Your objective -> Pick out every line of the listing that contains the word "yellow", and copy each of those lines in full.

>>>>>

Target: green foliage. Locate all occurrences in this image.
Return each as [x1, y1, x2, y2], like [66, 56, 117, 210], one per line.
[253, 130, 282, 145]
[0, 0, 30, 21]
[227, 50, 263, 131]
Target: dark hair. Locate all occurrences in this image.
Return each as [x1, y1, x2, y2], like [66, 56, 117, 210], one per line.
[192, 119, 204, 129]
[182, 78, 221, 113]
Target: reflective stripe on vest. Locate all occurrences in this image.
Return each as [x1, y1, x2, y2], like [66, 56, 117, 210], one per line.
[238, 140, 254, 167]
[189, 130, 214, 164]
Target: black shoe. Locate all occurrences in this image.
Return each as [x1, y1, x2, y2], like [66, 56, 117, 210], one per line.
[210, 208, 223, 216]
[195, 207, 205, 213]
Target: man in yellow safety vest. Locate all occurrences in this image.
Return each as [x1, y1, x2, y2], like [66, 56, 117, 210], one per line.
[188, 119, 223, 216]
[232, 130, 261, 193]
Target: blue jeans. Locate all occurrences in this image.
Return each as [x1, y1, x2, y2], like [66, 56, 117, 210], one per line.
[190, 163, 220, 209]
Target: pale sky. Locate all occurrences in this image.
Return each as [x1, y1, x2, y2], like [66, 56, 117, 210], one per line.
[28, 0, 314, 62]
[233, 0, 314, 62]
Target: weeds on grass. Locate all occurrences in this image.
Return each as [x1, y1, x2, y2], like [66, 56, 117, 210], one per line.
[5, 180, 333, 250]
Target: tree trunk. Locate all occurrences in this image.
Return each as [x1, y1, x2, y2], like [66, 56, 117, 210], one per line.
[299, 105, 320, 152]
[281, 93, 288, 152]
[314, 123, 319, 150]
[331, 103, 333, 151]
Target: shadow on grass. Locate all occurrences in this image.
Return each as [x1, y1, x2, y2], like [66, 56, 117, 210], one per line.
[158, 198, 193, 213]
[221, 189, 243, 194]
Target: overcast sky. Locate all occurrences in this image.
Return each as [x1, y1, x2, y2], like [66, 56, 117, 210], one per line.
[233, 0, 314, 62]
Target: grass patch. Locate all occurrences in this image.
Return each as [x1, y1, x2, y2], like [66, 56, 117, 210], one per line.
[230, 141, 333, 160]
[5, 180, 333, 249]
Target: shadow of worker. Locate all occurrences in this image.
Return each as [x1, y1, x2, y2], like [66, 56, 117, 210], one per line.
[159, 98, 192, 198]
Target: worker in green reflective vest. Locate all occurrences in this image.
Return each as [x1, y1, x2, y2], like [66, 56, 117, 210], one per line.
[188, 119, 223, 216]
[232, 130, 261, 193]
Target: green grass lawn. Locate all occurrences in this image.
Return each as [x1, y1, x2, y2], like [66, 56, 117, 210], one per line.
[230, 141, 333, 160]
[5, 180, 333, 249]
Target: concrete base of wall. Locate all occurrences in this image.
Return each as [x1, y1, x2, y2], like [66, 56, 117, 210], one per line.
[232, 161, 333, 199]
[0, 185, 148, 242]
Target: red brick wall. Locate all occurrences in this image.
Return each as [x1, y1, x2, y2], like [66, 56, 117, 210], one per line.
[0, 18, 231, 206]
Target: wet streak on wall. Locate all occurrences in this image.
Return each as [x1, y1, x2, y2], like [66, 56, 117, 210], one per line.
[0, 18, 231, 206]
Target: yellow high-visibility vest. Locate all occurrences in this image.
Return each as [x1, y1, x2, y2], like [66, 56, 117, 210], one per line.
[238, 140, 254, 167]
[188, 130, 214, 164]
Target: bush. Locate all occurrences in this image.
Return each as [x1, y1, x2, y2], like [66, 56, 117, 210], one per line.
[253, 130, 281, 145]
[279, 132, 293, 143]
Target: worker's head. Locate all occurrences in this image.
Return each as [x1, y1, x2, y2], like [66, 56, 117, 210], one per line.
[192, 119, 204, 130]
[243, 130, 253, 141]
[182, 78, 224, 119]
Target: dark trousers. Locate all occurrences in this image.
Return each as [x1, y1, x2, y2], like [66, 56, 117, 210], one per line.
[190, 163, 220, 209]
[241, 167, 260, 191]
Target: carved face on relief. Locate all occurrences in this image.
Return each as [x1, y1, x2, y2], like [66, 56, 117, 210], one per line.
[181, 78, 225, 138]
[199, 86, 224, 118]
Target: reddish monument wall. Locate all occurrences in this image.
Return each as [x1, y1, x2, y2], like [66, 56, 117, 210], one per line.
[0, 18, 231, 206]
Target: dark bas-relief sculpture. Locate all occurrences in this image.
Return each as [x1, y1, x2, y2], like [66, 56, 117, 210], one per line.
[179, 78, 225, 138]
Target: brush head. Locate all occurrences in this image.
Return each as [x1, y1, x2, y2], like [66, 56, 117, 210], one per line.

<<<<<

Complete output ->
Target: man in yellow safety vest. Locate all occurrences in this image.
Target: yellow high-visibility vest. Locate all occurrences in this image.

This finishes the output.